Directions: Swap "Drop one marker" for "Place one marker" in every one of the records below and give the lines again, leaving everything else unchanged.

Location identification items
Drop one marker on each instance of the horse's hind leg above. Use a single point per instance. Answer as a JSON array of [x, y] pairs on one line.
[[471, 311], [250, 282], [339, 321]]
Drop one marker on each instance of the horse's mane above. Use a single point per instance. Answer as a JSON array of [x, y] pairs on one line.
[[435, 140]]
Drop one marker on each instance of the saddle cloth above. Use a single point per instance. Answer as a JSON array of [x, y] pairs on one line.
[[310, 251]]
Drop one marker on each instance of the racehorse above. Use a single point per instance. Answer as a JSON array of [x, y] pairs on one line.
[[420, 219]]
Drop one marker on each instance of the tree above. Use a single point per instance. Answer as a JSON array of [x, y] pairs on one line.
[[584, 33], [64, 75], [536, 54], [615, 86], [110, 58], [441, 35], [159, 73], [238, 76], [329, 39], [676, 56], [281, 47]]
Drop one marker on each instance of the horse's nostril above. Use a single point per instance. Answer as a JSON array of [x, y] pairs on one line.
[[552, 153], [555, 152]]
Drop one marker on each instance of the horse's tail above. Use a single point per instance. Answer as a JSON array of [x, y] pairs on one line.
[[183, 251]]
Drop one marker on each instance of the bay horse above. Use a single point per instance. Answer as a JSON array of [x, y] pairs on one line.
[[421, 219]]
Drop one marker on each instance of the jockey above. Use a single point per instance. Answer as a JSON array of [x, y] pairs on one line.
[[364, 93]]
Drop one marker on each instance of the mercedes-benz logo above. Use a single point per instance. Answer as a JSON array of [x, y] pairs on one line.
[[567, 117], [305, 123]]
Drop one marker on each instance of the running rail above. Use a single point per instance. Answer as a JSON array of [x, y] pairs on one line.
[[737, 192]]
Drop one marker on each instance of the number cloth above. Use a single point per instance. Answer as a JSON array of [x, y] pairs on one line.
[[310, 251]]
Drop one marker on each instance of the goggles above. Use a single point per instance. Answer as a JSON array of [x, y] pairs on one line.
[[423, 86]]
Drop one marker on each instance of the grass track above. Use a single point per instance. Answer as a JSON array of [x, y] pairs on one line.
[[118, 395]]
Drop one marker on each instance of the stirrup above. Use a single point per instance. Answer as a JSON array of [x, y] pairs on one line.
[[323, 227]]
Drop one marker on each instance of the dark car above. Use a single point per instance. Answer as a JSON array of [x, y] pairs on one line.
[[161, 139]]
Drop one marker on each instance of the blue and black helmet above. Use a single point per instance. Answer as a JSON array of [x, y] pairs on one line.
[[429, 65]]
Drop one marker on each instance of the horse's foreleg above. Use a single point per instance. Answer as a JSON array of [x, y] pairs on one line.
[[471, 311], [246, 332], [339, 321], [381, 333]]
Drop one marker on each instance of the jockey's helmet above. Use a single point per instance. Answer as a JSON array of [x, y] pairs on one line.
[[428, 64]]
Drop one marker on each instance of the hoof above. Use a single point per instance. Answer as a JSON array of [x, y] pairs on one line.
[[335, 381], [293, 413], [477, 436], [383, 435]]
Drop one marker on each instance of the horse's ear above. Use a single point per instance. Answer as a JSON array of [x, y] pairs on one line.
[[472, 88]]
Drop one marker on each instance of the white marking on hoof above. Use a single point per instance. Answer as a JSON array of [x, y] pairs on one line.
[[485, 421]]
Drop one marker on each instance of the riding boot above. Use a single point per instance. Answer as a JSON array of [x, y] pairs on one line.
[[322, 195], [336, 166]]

Task output:
Place one marker on each instance of the horse's hind leg above. Use a single point per instance. Answer as a JSON array of [x, y] pairs on one line.
[[471, 311], [250, 282], [339, 321]]
Place one marker on each instance of the horse's mane above. Use a single point per instance. Answer as a JSON array of [x, y] pairs on one line.
[[435, 140]]
Place one marker on each instance of the saddle cloth above. Use a single point per instance. Answer as a JSON array of [x, y] pairs on one line.
[[310, 251]]
Place one marker on each instance of the racehorse above. Use a single point per instance. Answer as a JSON array of [x, y] pairs on one line.
[[420, 219]]
Place one marker on each instance of the tree above. Use a single point per instance. Answer as a JSON array of [x, y] pairs on one line.
[[584, 33], [64, 75], [536, 54], [615, 86], [110, 58], [441, 35], [159, 73], [238, 76], [329, 39], [676, 56], [281, 47]]
Place one marker on each instance of the horse's nostril above. Use a single point per instance. Answer as a JSON array of [x, y] pairs on one line.
[[552, 153], [555, 152]]
Place one marker on each instance of the horse's tail above. Use a single point per instance. Answer as a JSON array of [x, y] pairs on one line.
[[183, 251]]
Place one marker on each instance of the bay horse above. Use a single point per instance. Answer as a JSON array of [x, y] pairs on one line.
[[421, 219]]
Place one marker on each instance of the jockey above. Use a single point per instance. Answer as a JSON array of [x, y] pairs on one line.
[[364, 93]]
Place one marker on each instance of the mercedes-benz logo above. Use a single point per instance. Answer as a JSON array of [x, y] pairs on one line.
[[567, 117], [305, 123]]
Place one marker on each instance of the running rail above. Use a single point per instance. Answer as a JSON array of [x, y] pairs on one line.
[[737, 192]]
Place one marker on each instance of the number cloth above. Use a single point per instance. Answer as a JSON array of [x, y] pairs on one line.
[[310, 251]]
Place one marker on each instance of the goggles above. Use a single point per instance. Answer as a JSON array of [x, y] pairs on one line.
[[423, 86]]
Place one marker on each instance of the grass track above. Use a single point per instance. Answer as a JSON array of [x, y] pairs on one line.
[[118, 395]]
Place one marker on each instance of the stirrup above. Use a single point per instance. Answer as a JSON array of [x, y] pairs on one line.
[[323, 227]]
Place one marker on each instance of the dark car above. Use a single point per instance. Answer as a JSON array of [x, y] pairs on one line.
[[161, 139]]
Place one marker on each instance of the blue and black helmet above. Use a single point per instance. Answer as a JSON array of [x, y] pairs on one line.
[[429, 65]]
Place one marker on each instance of the horse's foreleg above. Use a single point per instance. Answer as a JSON array of [x, y] pairs on one line.
[[471, 311], [246, 332], [339, 321], [381, 333]]
Place one marker on each instance of the jockey's helmet above. Use a single point per instance. Answer as a JSON array of [x, y] pairs on one line.
[[428, 64]]
Place one marker on each instance of the hoof above. Use a single point per instance. Answer as a JSON array of [x, y] pairs on one line.
[[335, 381], [293, 413], [477, 436], [383, 435]]
Place one marker on each instance of the horse's ear above. Use a single point per instance. Answer as a JSON array of [x, y] pairs on one line.
[[472, 88]]
Place one marker on each instance of the white marking on hoof above. Use a single point per instance. Answer as a JSON array of [x, y] pairs on one line.
[[485, 421]]
Place one marker on each instance of the riding boot above. Use a single point per instance. Answer as a JSON array of [x, y] pairs on one line.
[[322, 195], [336, 166]]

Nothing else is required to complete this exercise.